* _Source information_:
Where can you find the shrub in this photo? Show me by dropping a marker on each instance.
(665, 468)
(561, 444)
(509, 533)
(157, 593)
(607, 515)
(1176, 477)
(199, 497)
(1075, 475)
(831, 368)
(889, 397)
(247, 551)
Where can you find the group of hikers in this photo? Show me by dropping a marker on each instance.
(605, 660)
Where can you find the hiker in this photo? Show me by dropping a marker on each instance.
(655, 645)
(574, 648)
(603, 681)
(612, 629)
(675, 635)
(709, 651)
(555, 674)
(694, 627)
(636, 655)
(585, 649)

* _Assignment_:
Down to the last line, reproduce the entries above precisely.

* _Task result_:
Where can you find the shrub in this photo? Show me by dropping a marker on each instance.
(665, 468)
(561, 444)
(509, 533)
(157, 593)
(607, 515)
(1176, 477)
(199, 497)
(1075, 475)
(831, 368)
(889, 397)
(247, 551)
Where can you find the group of hikers in this photo? Show me by dropping a marker on each instance.
(605, 660)
Where can you find the hiker in this photo? Show me by dropping a marker on each instance.
(655, 645)
(574, 648)
(603, 681)
(612, 629)
(675, 635)
(709, 651)
(555, 674)
(694, 627)
(636, 655)
(585, 649)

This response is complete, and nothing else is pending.